Other remote site observations have found no significant diel variation of the absorption coefficient, due to efficient mixing of the PBL and low anthropogenic emissions (Chi et al., 2013). At ATTO, the high convectivity and related entrainment of high-altitude air masses, containing regional and/or LRT aerosols, result in a pronounced diel cycle in σap. This is in good agreement with previous dry season results from another Amazonian site (Brito et al., 2014).
3.5 BC-to-CO enhancement ratio
Agricultural clearing fires, like savanna fires, are dominated by the flaming combustion phase, in contrast to deforestation fires, where less than 50 % of the biomass is burned in the flaming phase (Dubovik et al., 2002). An important part of forest fires occurs in the form of smoldering combustion due to higher fuel moisture and larger fuel diameters (Guyon et al., 2005). Under smoldering fire conditions, when the combustion is less efficient and, thus, tends to emit more CO, observations tend to show lower ERBC and higher single scattering albedo, ω0, as well as a higher organic carbon (OC) enhancement ratio, EROC. On the other hand, flaming fires, which produce abundant BC aerosol particles, tend to exhibit lower ω0 and higher ERBC (Akagi et al., 2011). The smoke that arrives at the ATTO site during the dry season is a mixture of smoldering and flaming emissions with varying relative fractions. The air mass origin (i.e., the backward trajectories) largely defines whether emissions are advected from regions with predominantly smoldering or flaming fires (C. Pöhlker et al., 2018).
The ERBC and ω0 values allow us to distinguish between flaming and smoldering-derived smoke and help locate the different sources. Figure 6 shows the ERBC and ω0 values at ATTO, being classified by grouped BT clusters. Mainly, the ESE and E trajectory clusters have ERBC higher than 8 ng m−3 ppb−1. From the two predominant BT cluster groups in the dry season (ESE and E), the ESE trajectories seem to be more influenced by flaming fires since the measurements are more shifted to high ERBC and lower ω0. In fact, the ESE clusters are dominated by the 0.80–0.90 ω0 range, which means they are highly loaded with light-absorbing aerosol. This is consistent with the land cover information, which indicates that agricultural lands account for 6 %–20 % of the ESE clusters' total land cover, 3 %–5 % of the E clusters, and <1 % of the ENE and NE clusters (C. Pöhlker et al., 2018). The eastern clusters (E) are more equally distributed in the ω0 range and tend to be lower in terms of ERBC compared to the ESE clusters. Therefore, we expect E trajectories to be more influenced by smoldering fires during the dry season compared to the ESE trajectories, even though, as already mentioned, the arrival of African savanna fire smoke from easterly trajectories in August–September provides BB aerosol particles that have lower ω0 and higher ERBC.

___

### Stated problem
For each statement, say whether it agrees with the passage on the BC-to-CO enhancement ratio, answering yes or no and quoting the passage's deciding words: (a) Deforestation fires burn less than half of their biomass in the flaming phase. (b) Flaming fires tend to exhibit higher ω0. (c) Agricultural lands make up more than 20 % of the E clusters' total land cover. None of the listing is needed for this work.

___

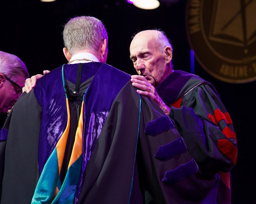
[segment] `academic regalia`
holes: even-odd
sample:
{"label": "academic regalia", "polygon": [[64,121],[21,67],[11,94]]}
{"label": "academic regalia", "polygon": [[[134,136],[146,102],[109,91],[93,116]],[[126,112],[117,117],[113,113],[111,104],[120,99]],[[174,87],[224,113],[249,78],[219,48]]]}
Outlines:
{"label": "academic regalia", "polygon": [[177,70],[156,90],[170,107],[170,116],[202,173],[202,179],[213,182],[208,193],[206,189],[206,199],[210,196],[216,202],[202,200],[202,203],[231,203],[229,172],[236,161],[236,137],[216,89],[198,76]]}
{"label": "academic regalia", "polygon": [[82,99],[71,98],[77,69],[51,71],[14,107],[1,203],[142,204],[145,190],[153,203],[200,200],[206,184],[172,120],[100,63],[82,64]]}

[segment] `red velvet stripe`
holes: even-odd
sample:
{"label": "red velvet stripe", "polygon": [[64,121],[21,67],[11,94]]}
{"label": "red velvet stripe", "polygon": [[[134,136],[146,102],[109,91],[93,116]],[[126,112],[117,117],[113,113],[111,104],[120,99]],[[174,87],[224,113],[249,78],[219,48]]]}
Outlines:
{"label": "red velvet stripe", "polygon": [[236,133],[235,132],[232,132],[228,127],[226,127],[225,128],[223,129],[222,132],[224,133],[224,134],[226,135],[226,136],[228,137],[228,139],[230,139],[232,137],[233,137],[236,140]]}
{"label": "red velvet stripe", "polygon": [[230,116],[229,116],[229,114],[228,112],[226,112],[226,113],[224,113],[224,115],[226,117],[226,121],[227,122],[227,123],[229,125],[230,124],[233,124],[233,122],[232,122],[232,120],[231,120],[231,118],[230,118]]}
{"label": "red velvet stripe", "polygon": [[172,105],[171,105],[171,106],[174,107],[174,108],[179,108],[180,107],[180,104],[181,103],[182,100],[182,98],[181,98],[177,101],[173,103]]}
{"label": "red velvet stripe", "polygon": [[218,149],[230,159],[236,165],[237,157],[237,148],[226,139],[219,139],[218,141]]}
{"label": "red velvet stripe", "polygon": [[208,118],[212,122],[216,124],[216,121],[215,121],[215,118],[214,118],[214,116],[213,115],[212,115],[210,113],[208,115]]}

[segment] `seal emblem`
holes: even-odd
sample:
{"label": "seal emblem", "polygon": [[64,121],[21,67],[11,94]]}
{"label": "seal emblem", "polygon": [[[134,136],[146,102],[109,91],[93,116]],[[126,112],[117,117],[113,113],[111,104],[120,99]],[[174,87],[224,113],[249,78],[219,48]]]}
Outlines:
{"label": "seal emblem", "polygon": [[220,80],[256,80],[256,0],[188,0],[186,29],[200,65]]}

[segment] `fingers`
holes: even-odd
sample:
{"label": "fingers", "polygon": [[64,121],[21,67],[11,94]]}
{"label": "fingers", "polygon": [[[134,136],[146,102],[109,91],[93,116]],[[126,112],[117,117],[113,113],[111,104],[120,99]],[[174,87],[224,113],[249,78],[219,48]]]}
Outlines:
{"label": "fingers", "polygon": [[[25,86],[24,87],[25,91],[27,93],[32,90],[35,87],[36,83],[36,81],[43,76],[42,75],[36,75],[32,76],[31,78],[28,78],[26,80],[25,82]],[[23,88],[22,88],[22,90]]]}
{"label": "fingers", "polygon": [[140,76],[138,75],[132,75],[131,76],[132,79],[135,78],[138,79],[138,80],[140,80],[142,81],[144,81],[145,82],[148,82],[148,80],[143,76]]}
{"label": "fingers", "polygon": [[31,89],[32,89],[32,88],[35,87],[36,86],[36,81],[41,77],[43,76],[42,75],[36,75],[35,76],[31,76],[31,84],[30,84],[30,88]]}
{"label": "fingers", "polygon": [[25,81],[25,86],[22,88],[22,91],[24,92],[23,89],[28,94],[29,93],[30,87],[31,85],[31,78],[28,78]]}
{"label": "fingers", "polygon": [[44,70],[44,71],[43,72],[43,73],[44,73],[44,75],[45,75],[46,74],[48,74],[48,73],[49,73],[50,72],[50,71],[49,70]]}

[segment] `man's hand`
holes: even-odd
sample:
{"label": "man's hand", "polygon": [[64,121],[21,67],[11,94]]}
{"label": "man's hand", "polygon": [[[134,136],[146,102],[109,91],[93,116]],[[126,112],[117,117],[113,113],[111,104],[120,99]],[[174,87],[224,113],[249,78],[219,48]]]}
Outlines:
{"label": "man's hand", "polygon": [[142,96],[147,97],[153,100],[162,110],[165,114],[168,116],[170,112],[170,108],[164,103],[156,90],[148,81],[143,76],[133,75],[131,81],[132,86],[138,88],[137,92]]}
{"label": "man's hand", "polygon": [[[49,70],[44,70],[43,72],[44,75],[49,73]],[[24,86],[22,88],[22,92],[26,91],[28,94],[30,92],[32,89],[35,87],[36,81],[43,75],[40,74],[32,76],[31,78],[28,78],[25,81]]]}

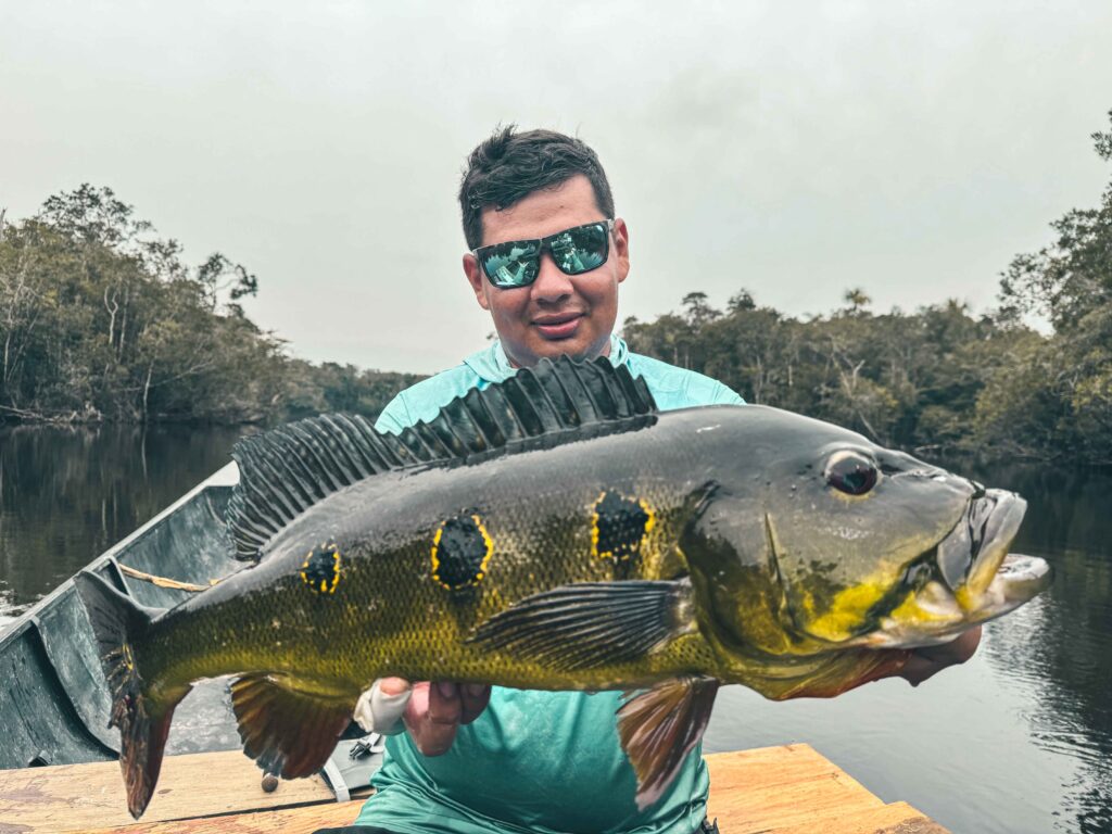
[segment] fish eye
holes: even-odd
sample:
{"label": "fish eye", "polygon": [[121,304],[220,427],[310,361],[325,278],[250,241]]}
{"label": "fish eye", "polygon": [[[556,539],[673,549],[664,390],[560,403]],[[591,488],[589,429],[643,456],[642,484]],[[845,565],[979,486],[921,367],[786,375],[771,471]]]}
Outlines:
{"label": "fish eye", "polygon": [[846,495],[864,495],[878,478],[876,464],[860,451],[835,451],[826,464],[826,483]]}

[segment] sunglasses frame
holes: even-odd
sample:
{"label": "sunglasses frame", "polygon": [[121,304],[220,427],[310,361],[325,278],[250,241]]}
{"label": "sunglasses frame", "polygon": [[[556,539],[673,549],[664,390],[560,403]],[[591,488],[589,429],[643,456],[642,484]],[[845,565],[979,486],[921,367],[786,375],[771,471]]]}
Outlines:
{"label": "sunglasses frame", "polygon": [[[540,275],[540,268],[539,268],[540,258],[544,257],[545,252],[548,252],[548,257],[553,259],[553,262],[556,265],[556,268],[559,269],[559,271],[564,272],[564,275],[585,275],[587,272],[594,271],[595,269],[598,269],[598,267],[603,266],[603,264],[605,264],[610,259],[610,235],[614,234],[614,222],[615,219],[613,217],[608,217],[604,220],[592,220],[589,224],[579,224],[578,226],[572,226],[568,227],[567,229],[563,229],[562,231],[554,232],[543,238],[522,238],[520,240],[504,240],[500,244],[490,244],[489,246],[480,246],[477,249],[473,249],[471,255],[475,256],[475,260],[478,261],[479,269],[483,270],[483,275],[486,276],[486,279],[490,282],[492,287],[495,287],[496,289],[522,289],[523,287],[529,287],[536,282],[537,276]],[[599,261],[598,267],[584,269],[582,272],[568,272],[563,267],[560,267],[559,262],[556,260],[556,257],[553,255],[553,241],[556,240],[556,238],[560,237],[562,235],[567,235],[569,231],[586,229],[588,226],[599,226],[602,224],[606,225],[606,242],[603,248],[603,259],[602,261]],[[495,279],[490,277],[490,274],[486,269],[486,262],[483,257],[483,254],[498,246],[514,246],[517,244],[535,244],[537,246],[537,265],[538,265],[537,275],[533,276],[533,280],[529,281],[528,284],[516,284],[509,287],[502,284],[497,284]]]}

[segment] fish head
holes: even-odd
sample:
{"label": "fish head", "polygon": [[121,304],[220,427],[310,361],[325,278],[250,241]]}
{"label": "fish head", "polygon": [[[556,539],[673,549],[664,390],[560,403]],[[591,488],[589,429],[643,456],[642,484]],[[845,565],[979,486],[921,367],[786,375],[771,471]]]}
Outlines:
{"label": "fish head", "polygon": [[1026,509],[1019,495],[761,410],[737,416],[767,424],[746,433],[749,474],[719,465],[689,539],[692,578],[724,644],[777,656],[936,645],[1049,585],[1045,562],[1009,555]]}

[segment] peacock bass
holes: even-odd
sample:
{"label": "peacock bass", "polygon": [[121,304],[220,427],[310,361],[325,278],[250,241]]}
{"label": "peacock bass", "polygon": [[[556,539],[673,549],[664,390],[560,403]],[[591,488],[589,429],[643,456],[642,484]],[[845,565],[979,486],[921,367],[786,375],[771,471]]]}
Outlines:
{"label": "peacock bass", "polygon": [[373,681],[625,689],[639,807],[717,687],[833,696],[1031,599],[1025,503],[759,406],[659,413],[607,360],[543,360],[400,435],[322,416],[237,445],[228,527],[254,563],[170,610],[78,589],[128,807],[175,706],[234,675],[245,751],[319,770]]}

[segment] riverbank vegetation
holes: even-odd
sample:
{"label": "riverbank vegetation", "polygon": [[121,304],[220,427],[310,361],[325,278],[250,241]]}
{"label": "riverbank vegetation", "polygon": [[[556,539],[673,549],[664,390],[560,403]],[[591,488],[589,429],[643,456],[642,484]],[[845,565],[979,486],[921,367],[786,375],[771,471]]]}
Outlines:
{"label": "riverbank vegetation", "polygon": [[0,419],[254,423],[377,414],[419,377],[286,355],[241,300],[242,265],[188,267],[108,188],[0,220]]}
{"label": "riverbank vegetation", "polygon": [[[1110,113],[1112,117],[1112,113]],[[1112,129],[1094,133],[1112,162]],[[863,288],[793,317],[739,290],[627,319],[631,347],[722,379],[748,401],[924,453],[1112,463],[1112,183],[1016,257],[996,309],[951,299],[874,312]],[[0,419],[281,420],[375,416],[419,377],[290,358],[245,315],[256,277],[222,255],[187,267],[107,188],[0,219]],[[1052,330],[1024,324],[1034,316]]]}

___

### Answer to the exercise
(a) Yes: "less than 50 % of the biomass is burned in the flaming phase"
(b) No: "flaming fires, which produce abundant BC aerosol particles, tend to exhibit lower ω0"
(c) No: "3 %–5 % of the E clusters"